#### Records for processing ####
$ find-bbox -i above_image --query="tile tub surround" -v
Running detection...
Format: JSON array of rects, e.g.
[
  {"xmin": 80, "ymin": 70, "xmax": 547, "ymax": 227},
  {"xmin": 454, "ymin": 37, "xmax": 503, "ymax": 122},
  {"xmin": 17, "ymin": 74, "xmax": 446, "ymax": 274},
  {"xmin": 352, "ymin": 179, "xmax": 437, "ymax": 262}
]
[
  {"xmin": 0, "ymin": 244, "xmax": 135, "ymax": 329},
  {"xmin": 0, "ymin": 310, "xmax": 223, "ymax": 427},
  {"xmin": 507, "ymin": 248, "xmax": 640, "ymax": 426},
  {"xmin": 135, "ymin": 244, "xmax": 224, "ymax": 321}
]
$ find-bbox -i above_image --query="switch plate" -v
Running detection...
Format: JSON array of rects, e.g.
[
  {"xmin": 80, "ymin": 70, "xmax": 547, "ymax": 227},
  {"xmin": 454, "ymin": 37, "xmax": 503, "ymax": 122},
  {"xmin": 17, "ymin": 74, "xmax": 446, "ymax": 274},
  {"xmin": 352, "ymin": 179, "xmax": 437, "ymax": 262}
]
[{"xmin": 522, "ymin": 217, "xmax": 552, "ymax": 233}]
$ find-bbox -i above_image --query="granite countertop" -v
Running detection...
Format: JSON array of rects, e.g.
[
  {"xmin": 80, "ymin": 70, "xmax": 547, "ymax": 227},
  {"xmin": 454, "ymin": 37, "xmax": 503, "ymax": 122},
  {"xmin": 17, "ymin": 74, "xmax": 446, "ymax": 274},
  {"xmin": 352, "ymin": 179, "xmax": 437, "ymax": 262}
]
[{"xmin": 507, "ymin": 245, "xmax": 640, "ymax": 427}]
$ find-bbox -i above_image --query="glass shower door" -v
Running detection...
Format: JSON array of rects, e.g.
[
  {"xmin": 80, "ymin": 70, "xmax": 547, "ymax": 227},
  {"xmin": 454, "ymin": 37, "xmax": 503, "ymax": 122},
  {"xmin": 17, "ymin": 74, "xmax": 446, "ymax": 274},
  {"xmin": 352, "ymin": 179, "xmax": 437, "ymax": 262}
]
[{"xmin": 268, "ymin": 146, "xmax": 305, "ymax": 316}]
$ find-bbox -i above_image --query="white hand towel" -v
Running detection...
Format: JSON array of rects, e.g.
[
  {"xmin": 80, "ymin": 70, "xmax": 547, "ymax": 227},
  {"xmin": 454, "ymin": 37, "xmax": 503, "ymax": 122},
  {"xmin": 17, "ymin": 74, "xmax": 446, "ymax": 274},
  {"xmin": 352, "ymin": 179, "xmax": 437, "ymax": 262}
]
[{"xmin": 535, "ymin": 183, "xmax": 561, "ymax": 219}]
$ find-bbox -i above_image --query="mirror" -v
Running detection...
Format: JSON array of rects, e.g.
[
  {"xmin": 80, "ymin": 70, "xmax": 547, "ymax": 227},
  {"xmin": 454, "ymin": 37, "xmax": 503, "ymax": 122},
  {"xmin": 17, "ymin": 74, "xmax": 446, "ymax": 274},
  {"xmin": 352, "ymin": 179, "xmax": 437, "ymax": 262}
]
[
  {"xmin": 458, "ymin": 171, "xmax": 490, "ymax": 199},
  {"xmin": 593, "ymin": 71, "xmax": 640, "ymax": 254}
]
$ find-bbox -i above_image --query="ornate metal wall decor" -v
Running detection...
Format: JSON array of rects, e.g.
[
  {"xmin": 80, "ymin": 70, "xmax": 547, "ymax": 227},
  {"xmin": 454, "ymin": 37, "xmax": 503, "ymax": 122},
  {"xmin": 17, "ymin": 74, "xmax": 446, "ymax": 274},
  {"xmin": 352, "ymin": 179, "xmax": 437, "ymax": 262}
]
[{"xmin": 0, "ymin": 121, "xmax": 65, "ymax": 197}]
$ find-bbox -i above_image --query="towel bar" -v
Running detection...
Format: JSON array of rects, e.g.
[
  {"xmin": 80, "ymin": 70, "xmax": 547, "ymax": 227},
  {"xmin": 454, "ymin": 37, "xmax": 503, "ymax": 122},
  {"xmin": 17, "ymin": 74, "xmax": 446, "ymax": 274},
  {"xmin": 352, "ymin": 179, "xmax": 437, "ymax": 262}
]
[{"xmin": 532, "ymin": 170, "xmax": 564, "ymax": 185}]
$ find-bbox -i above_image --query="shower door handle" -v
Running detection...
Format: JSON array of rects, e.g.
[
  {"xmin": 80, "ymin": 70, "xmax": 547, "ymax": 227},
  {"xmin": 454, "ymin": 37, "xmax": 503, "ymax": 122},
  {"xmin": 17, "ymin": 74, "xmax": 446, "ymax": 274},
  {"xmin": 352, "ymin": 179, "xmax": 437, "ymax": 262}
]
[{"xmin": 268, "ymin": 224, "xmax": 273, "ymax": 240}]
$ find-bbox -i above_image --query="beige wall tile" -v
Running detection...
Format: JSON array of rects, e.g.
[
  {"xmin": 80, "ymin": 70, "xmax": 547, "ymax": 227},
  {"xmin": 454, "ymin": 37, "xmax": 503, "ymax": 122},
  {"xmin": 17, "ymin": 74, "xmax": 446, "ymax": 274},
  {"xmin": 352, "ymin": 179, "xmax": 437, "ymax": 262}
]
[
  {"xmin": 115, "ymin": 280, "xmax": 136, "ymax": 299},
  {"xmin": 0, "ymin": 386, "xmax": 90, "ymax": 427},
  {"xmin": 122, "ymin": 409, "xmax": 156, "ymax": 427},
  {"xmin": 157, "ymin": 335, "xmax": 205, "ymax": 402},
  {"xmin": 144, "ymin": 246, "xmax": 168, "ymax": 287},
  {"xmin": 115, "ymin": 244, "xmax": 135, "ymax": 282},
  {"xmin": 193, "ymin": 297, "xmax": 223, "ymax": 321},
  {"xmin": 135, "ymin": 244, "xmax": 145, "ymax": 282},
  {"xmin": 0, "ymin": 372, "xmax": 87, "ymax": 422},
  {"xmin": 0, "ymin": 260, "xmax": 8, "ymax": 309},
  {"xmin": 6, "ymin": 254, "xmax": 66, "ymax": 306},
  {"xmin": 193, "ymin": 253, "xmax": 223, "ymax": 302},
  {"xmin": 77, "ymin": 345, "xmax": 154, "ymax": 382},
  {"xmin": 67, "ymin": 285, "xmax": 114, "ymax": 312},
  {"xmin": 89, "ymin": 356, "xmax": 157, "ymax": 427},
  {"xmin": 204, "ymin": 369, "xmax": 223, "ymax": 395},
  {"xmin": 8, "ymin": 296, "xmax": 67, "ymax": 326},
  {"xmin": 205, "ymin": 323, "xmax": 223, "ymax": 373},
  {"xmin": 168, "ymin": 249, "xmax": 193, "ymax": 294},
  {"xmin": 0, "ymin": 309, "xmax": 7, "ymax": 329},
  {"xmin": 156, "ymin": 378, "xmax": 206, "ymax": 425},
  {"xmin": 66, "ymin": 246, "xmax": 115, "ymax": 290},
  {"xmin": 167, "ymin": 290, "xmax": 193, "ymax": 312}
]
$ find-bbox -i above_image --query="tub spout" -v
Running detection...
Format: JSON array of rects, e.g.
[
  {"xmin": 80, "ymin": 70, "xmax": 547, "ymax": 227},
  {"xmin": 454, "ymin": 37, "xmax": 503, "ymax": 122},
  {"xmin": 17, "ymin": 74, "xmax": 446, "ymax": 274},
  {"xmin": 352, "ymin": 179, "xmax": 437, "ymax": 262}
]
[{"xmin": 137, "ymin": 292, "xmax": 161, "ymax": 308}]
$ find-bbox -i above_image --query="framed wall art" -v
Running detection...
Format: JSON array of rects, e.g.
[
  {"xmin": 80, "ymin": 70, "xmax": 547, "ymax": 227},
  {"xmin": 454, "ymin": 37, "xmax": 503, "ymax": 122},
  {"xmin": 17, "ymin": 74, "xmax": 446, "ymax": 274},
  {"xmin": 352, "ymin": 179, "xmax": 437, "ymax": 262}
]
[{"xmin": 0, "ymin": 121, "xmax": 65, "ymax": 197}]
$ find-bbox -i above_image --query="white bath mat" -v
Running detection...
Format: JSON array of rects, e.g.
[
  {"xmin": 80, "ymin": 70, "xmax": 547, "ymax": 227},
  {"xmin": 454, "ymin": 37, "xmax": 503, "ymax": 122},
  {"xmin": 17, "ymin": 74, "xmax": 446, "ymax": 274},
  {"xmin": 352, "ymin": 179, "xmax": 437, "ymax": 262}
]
####
Your objective |
Find "towel" in the preceding records. Copy each line that holds it.

Task response |
$ find-bbox -i above_image --query="white hand towel" -v
$ find-bbox -i above_image --query="towel bar" -v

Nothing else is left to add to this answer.